§ **Dataset extract**:
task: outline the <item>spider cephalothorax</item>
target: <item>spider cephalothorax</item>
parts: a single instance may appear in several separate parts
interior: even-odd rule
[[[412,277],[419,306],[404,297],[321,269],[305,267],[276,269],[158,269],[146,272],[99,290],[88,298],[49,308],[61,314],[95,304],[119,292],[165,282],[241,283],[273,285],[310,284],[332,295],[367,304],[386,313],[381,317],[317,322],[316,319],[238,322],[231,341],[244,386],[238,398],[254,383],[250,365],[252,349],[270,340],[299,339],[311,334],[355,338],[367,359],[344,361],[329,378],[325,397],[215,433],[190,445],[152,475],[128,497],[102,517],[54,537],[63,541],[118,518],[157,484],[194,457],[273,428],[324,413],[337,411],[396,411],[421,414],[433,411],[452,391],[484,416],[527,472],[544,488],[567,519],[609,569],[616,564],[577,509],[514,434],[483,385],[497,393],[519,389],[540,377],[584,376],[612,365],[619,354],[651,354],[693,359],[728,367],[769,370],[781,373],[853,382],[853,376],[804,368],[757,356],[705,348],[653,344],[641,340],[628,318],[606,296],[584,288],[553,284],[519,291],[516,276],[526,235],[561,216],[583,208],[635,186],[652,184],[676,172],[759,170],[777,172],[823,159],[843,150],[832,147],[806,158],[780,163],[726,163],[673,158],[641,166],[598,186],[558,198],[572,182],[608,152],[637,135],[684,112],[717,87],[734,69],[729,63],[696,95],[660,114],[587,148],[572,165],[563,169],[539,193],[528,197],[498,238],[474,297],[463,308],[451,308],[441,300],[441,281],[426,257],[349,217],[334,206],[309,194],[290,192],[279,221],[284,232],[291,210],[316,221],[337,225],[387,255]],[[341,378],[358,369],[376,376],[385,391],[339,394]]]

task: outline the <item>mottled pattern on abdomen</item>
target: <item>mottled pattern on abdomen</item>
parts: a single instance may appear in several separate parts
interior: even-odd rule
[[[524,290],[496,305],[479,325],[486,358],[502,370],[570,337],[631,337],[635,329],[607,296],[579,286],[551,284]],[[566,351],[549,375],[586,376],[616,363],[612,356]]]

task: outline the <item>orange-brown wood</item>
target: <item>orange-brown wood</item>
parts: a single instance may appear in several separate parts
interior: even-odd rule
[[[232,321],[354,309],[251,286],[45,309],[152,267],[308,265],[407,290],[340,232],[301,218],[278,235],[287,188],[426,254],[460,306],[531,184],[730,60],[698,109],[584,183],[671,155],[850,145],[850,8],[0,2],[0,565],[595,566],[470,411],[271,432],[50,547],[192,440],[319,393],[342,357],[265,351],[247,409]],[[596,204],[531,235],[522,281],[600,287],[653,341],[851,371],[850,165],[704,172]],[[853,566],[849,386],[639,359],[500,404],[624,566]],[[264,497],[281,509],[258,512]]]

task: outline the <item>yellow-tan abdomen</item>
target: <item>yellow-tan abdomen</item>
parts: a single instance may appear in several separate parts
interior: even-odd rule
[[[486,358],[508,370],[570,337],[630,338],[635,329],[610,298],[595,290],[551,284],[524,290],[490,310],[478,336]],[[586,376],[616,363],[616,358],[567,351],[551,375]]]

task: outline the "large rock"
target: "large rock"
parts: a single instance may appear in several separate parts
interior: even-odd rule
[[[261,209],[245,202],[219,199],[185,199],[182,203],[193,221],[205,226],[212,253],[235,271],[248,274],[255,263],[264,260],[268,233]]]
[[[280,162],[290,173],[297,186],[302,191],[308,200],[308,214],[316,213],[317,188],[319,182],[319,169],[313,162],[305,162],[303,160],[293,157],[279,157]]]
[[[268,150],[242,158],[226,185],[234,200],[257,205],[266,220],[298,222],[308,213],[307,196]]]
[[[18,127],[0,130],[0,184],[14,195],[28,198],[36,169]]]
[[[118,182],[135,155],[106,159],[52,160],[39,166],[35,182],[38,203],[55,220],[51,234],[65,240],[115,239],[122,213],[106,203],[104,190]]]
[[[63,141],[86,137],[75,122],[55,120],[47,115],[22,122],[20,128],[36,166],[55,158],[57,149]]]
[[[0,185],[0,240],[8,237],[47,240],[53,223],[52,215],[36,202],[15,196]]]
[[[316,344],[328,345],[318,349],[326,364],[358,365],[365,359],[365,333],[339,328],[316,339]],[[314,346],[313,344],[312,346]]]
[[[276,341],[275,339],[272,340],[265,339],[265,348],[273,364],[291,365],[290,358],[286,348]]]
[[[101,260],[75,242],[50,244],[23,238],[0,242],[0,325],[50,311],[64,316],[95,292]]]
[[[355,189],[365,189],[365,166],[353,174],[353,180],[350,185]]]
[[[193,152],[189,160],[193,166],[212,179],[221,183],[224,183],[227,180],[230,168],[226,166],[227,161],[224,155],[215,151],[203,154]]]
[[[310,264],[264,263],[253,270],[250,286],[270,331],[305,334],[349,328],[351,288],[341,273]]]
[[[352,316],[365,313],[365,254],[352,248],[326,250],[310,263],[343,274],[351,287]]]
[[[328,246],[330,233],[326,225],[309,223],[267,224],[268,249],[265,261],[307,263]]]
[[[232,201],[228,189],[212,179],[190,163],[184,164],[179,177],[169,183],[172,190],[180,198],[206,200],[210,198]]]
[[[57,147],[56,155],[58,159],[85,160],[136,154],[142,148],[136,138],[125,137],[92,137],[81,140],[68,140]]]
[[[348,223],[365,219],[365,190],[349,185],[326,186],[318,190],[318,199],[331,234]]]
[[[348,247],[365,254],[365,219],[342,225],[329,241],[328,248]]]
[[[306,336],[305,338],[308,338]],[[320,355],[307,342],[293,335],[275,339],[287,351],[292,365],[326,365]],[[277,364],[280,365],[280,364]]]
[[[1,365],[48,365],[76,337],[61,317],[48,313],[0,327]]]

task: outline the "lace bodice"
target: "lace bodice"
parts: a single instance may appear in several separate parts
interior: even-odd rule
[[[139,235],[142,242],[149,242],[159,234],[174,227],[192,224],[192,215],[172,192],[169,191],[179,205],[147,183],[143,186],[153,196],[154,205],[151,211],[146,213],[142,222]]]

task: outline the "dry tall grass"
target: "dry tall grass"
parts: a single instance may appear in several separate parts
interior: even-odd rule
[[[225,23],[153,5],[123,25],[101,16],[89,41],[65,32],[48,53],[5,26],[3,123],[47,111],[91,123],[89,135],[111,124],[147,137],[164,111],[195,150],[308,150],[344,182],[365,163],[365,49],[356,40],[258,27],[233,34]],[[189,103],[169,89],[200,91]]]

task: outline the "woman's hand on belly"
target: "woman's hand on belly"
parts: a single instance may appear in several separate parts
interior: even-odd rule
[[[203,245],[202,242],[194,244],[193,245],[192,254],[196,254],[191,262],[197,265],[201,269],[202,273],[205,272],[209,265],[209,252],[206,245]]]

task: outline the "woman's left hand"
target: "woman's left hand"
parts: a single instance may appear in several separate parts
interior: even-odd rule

§ **What to do**: Collect every line of the material above that contains the word "brown".

§ **Exercise solution**:
task: outline the <item>orange-brown wood</item>
target: <item>orange-brown wood</item>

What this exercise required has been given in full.